## EXERCISE PROMPT
Copy the data exactly. Leave nothing out.

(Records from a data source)
▼▼▼
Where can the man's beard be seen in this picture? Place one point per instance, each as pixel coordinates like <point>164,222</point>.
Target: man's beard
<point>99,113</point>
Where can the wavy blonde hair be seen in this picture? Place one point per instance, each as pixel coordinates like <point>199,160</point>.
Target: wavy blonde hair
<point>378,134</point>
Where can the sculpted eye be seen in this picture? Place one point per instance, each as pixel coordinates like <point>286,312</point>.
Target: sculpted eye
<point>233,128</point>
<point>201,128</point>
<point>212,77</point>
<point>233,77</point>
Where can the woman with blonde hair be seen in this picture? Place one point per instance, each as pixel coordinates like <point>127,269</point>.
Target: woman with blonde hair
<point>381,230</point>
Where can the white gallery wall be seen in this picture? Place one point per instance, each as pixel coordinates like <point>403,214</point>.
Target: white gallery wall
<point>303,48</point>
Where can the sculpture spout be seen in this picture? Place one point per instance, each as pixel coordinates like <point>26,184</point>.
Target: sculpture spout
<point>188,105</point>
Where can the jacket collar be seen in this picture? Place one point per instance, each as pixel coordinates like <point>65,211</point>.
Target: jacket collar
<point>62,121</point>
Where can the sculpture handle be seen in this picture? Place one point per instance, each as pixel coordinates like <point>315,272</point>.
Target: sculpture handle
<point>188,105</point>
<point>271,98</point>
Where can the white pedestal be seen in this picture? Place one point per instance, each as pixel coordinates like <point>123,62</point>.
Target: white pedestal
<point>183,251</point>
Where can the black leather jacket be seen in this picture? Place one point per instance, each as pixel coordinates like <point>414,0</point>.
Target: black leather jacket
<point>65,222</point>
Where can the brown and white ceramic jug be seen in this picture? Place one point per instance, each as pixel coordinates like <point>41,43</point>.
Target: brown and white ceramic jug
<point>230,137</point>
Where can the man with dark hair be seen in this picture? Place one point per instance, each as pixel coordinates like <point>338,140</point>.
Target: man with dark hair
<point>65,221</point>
▲▲▲
## EXERCISE ANSWER
Where can the man's beard be seen in this picture? Place one point per instance, each as pixel coordinates like <point>164,222</point>.
Target: man's beard
<point>99,113</point>
Where can the wavy blonde hair be seen in this picture? Place one point per instance, each as pixel coordinates like <point>199,160</point>.
Target: wavy blonde hair
<point>378,134</point>
Where can the sculpted eye be seen in this picture? Place one point per instance, each as pixel coordinates like <point>286,312</point>.
Target: sculpted eye
<point>233,128</point>
<point>201,128</point>
<point>212,77</point>
<point>233,77</point>
Where can the woman with blonde hair be seen in this picture? Place one point per instance, each as pixel coordinates like <point>127,269</point>.
Target: woman with blonde hair
<point>381,230</point>
Where can the white gallery wall be seen in this picture? Place one point per instance, each as pixel coordinates like <point>403,214</point>.
Target: white gallery wall
<point>303,48</point>
Where can the sculpture spout be seen in this picture? Place one point per instance, each as pixel coordinates like <point>26,184</point>.
Target: sculpture spout
<point>188,105</point>
Where can the jacket collar be seen in this picture? Place one point per instance, each as pixel coordinates like <point>65,211</point>.
Target: jacket collar
<point>62,121</point>
Where can the sculpture handle be seen in this picture? Place one point per instance, each as pixel coordinates like <point>315,272</point>.
Target: sculpture handle
<point>188,105</point>
<point>271,98</point>
Where can the white pedestal be seen in this picture? Place one point per instance, each as pixel coordinates like <point>123,62</point>.
Target: white pedestal
<point>183,251</point>
Where can the black leather jacket be seen in this picture? Place one point per instance, each as pixel coordinates like <point>414,0</point>.
Target: black leather jacket
<point>65,222</point>
Where can the brown and white ceramic jug be seen in this picture? Place one point per instance, each as pixel coordinates like <point>41,43</point>.
Target: brown and white ceramic jug
<point>230,137</point>
Where can the man with dark hair be seen in this picture? Place one point per instance, each as pixel coordinates like <point>338,140</point>.
Target: man with dark hair
<point>65,221</point>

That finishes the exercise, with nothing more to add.